- _What to work on_: Quote the data exactly, first line to the line containing "positive clicks: (387, 313)", with no pictures.

(Stored data)

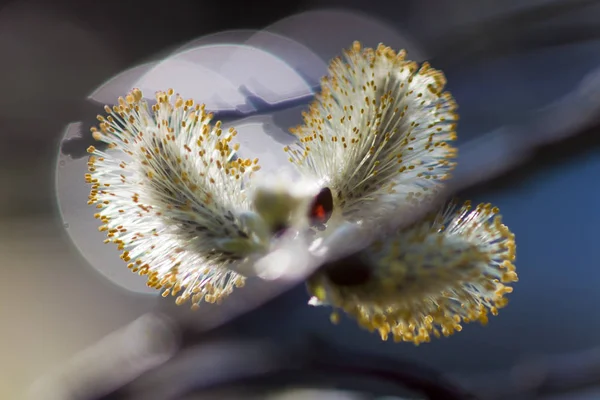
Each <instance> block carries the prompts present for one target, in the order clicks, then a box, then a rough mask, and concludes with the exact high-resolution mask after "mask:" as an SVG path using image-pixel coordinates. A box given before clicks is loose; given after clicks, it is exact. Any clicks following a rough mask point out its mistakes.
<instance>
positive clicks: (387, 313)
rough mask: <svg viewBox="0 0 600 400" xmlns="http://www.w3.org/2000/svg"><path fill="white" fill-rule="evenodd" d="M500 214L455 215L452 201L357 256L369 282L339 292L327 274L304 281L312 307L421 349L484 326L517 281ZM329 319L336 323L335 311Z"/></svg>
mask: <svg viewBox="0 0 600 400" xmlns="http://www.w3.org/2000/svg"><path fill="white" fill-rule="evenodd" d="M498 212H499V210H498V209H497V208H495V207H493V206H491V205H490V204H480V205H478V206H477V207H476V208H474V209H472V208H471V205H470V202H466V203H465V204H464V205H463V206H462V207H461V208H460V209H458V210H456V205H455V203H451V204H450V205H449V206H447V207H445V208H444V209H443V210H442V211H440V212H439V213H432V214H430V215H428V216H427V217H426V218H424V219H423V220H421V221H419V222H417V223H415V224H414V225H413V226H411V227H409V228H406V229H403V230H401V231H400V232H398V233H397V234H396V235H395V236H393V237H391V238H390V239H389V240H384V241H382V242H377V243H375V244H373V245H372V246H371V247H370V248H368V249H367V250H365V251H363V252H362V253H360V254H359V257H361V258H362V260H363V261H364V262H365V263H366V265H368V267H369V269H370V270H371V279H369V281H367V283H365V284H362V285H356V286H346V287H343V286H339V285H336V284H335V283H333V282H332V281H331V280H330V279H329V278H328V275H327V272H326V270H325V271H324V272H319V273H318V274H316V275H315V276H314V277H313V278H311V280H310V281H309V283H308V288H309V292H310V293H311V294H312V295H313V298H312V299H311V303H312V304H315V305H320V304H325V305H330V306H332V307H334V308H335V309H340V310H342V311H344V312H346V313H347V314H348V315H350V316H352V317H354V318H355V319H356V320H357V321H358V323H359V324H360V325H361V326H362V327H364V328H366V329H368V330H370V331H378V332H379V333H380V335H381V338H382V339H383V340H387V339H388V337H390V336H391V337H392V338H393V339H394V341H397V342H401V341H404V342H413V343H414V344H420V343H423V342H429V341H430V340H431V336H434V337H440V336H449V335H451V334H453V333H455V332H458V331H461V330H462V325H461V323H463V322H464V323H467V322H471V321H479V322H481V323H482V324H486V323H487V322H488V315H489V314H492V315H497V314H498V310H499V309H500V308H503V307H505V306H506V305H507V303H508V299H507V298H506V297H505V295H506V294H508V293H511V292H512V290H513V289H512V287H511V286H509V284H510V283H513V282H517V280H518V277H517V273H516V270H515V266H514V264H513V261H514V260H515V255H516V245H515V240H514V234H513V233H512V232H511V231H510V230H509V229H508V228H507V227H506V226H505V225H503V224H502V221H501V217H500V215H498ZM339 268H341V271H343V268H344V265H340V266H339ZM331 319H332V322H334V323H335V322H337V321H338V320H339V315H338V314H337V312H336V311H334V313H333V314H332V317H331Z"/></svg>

- _Exercise answer_:
Each <instance> block carries the prompts present for one target, in the order clicks, then a box, then a rough mask, and concludes with the exact high-resolution mask after "mask:" as an SVG path using image-pixel coordinates. A box given before clicks is loose; given after clicks, it is exact. Any clicks following a rough mask point out its mistakes.
<instance>
positive clicks: (387, 313)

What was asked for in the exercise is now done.